Determination of total phenolic content

The total phenol content of the extract was quantified according to the method of Singleton et al. (1999). Samples were diluted in methanol and tested at 1 mg mL−1. Briefly, a 100-μL aliquot of sample was mixed with a 100-μL Folin-Ciocalteu’s phenol reagent, 100-μL methanol and 700-μL 20 % Na2CO3. The reaction mixture was mixed thoroughly and allowed to stand for 20 min at room temperature in the dark. Samples were centrifuged at 13,000 rpm for 3 min, and the absorbance of all samples was measured at 735 nm using a Hitachi U-2900 spectrophotometer. Gallic acid was used as a standard; standards ranging from 10–200 μg mL−1 were used to construct a standard curve. Methanol was used for the standard dilution and also used as a blank. The total phenol content was expressed in terms of microgram gallic acid equivalents per milligram of dry weight sample (μg GAE mg−1 sample). All fractions were tested in triplicate.

+++++

_REQUIREMENT_: Please write the next part of the passage on measuring total phenolic content, starting after its last sentence. The data comes from a separate source and has no link to the passage on total phenolic content.

_MATERIAL SUPPLIED_:
+++++

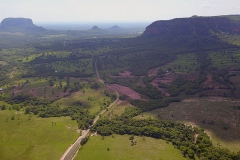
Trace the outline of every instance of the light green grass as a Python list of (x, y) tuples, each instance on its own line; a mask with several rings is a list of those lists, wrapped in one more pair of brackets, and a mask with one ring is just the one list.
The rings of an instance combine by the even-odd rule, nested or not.
[(5, 61), (0, 61), (0, 66), (2, 65), (2, 66), (5, 66), (5, 65), (7, 65), (8, 63), (7, 62), (5, 62)]
[(103, 117), (112, 118), (114, 116), (120, 116), (124, 113), (125, 109), (127, 107), (133, 107), (129, 102), (127, 101), (120, 101), (117, 104), (113, 105), (110, 109), (108, 109), (104, 114)]
[(92, 64), (93, 64), (93, 60), (91, 58), (88, 58), (88, 59), (80, 59), (75, 61), (54, 62), (54, 63), (50, 63), (48, 66), (51, 66), (54, 70), (58, 72), (78, 71), (79, 73), (93, 73)]
[[(83, 91), (85, 93), (83, 93)], [(53, 104), (58, 104), (61, 107), (68, 107), (74, 105), (75, 102), (81, 101), (85, 109), (89, 110), (91, 114), (96, 114), (100, 111), (101, 107), (107, 107), (110, 103), (110, 98), (105, 96), (102, 89), (93, 90), (85, 85), (79, 92), (73, 93), (68, 97), (62, 98)], [(105, 105), (104, 105), (105, 103)]]
[[(184, 160), (181, 152), (173, 145), (160, 139), (134, 137), (131, 146), (129, 135), (104, 137), (93, 136), (78, 152), (76, 160)], [(109, 151), (107, 150), (109, 148)]]
[(1, 160), (59, 159), (79, 135), (70, 117), (29, 120), (23, 111), (0, 111), (0, 126)]
[(189, 53), (178, 55), (173, 62), (162, 66), (161, 69), (168, 71), (169, 68), (171, 68), (175, 73), (191, 73), (195, 72), (197, 67), (196, 55), (194, 53)]

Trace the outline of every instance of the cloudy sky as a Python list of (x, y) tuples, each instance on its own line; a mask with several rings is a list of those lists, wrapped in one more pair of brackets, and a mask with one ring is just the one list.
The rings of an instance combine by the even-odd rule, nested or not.
[(192, 15), (240, 14), (240, 0), (0, 0), (0, 20), (152, 22)]

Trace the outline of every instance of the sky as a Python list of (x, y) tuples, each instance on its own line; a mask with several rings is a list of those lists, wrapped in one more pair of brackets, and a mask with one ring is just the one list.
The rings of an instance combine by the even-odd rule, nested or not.
[(153, 22), (173, 18), (240, 14), (240, 0), (0, 0), (0, 20), (40, 23)]

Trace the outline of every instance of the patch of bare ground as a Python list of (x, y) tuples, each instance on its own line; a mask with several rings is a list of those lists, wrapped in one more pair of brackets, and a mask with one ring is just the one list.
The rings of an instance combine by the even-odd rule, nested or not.
[(207, 75), (207, 79), (202, 83), (202, 87), (205, 89), (226, 89), (227, 87), (225, 85), (222, 85), (221, 83), (216, 82), (213, 79), (213, 76), (211, 74)]
[(124, 76), (124, 77), (128, 77), (128, 76), (131, 76), (132, 73), (130, 71), (124, 71), (122, 73), (119, 73), (120, 76)]
[(170, 96), (170, 94), (168, 93), (167, 89), (159, 87), (157, 81), (153, 80), (153, 81), (151, 82), (151, 84), (152, 84), (154, 87), (156, 87), (158, 90), (160, 90), (165, 96), (168, 96), (168, 97)]
[(160, 70), (160, 67), (150, 69), (148, 71), (148, 76), (149, 77), (157, 76), (159, 70)]
[(162, 77), (158, 77), (154, 80), (154, 83), (163, 83), (163, 84), (171, 84), (177, 77), (172, 75), (171, 73), (166, 73)]
[(121, 94), (127, 95), (131, 99), (141, 99), (140, 94), (129, 87), (121, 86), (119, 84), (111, 84), (109, 87), (114, 88)]
[(158, 119), (192, 123), (213, 132), (217, 138), (233, 142), (240, 140), (240, 100), (222, 97), (192, 98), (171, 103), (165, 108), (144, 113)]

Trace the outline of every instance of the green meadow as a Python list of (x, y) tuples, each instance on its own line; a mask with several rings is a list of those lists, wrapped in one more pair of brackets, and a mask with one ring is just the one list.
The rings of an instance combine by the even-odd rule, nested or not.
[(111, 99), (107, 97), (103, 91), (103, 89), (91, 89), (89, 85), (85, 84), (84, 88), (79, 92), (57, 100), (53, 104), (67, 107), (81, 102), (84, 109), (89, 110), (91, 114), (97, 114), (101, 109), (106, 108), (111, 103)]
[(134, 145), (129, 135), (90, 137), (80, 148), (76, 160), (186, 160), (173, 145), (160, 139), (135, 136)]
[(1, 160), (59, 159), (79, 135), (70, 117), (38, 118), (23, 110), (1, 110), (0, 126)]

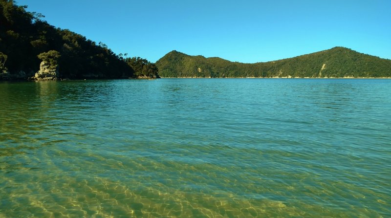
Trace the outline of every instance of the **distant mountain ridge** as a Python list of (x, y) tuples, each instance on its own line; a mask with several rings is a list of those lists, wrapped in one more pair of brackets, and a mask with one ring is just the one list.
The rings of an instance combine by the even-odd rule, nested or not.
[(391, 60), (343, 47), (255, 64), (190, 56), (174, 50), (157, 61), (156, 65), (162, 77), (391, 77)]

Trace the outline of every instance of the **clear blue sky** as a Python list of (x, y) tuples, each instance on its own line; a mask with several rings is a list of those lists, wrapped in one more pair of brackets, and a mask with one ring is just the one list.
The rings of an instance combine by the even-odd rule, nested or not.
[(390, 0), (17, 0), (50, 24), (155, 62), (255, 63), (342, 46), (391, 59)]

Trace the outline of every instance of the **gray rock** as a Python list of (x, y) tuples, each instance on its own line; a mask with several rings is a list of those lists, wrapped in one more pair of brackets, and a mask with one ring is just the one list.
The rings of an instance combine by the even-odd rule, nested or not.
[[(35, 73), (34, 78), (37, 80), (53, 80), (54, 78), (57, 78), (60, 75), (58, 68), (58, 65), (53, 65), (49, 63), (43, 61), (40, 65), (40, 70)], [(46, 78), (48, 79), (38, 80)]]

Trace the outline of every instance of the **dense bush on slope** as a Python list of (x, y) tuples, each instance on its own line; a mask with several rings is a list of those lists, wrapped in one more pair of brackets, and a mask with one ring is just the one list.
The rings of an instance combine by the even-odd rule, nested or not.
[(255, 64), (173, 51), (156, 63), (162, 77), (390, 77), (391, 60), (342, 47)]
[[(0, 74), (6, 70), (9, 72), (7, 78), (2, 79), (34, 75), (41, 61), (38, 56), (50, 50), (61, 55), (58, 64), (61, 78), (134, 76), (132, 67), (103, 43), (97, 44), (81, 35), (56, 28), (40, 20), (41, 15), (26, 12), (26, 8), (13, 0), (0, 0), (0, 52), (7, 57)], [(3, 60), (0, 57), (0, 62)]]

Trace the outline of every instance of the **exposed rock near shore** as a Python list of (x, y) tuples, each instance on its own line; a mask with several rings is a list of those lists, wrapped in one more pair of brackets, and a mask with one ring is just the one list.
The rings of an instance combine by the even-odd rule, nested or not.
[(58, 65), (52, 65), (44, 61), (41, 63), (40, 70), (34, 77), (36, 80), (55, 80), (60, 74)]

+++++

_THE ANSWER_:
Quadrupole time-of-flight mass spectrometry (Q-Tof-MS)

Mass spectrometry analysis of the LMW polyphenol-enriched flash samples was performed using a Q-Tof Premier mass spectrometer (Waters Corporation, Micromass MA Technologies, UK) by direct infusion into the electrospray ionisation source. Mass spectral data was obtained in the negative ion mode for a mass range of 100 to 3,000 m/z. Capillary and cone voltages were set at 3 and 45 kV, respectively. The desolvation gas was set at 800 L h−1 while the cone gas was set at 50 L h−1. Samples were dissolved in methanol, filtered and infused at 10 μL min−1 for 2 min.

Statistical analysis

All analyses were performed in triplicate. Results are presented as mean values ± SE. The means of all the parameters were examined for significance by analysis of variance (ANOVA) followed by Tukey’s test to determine significant differences between species. This was done using the statistical software Minitab15. Significance of differences was defined at the 5 % level (p < 0.05).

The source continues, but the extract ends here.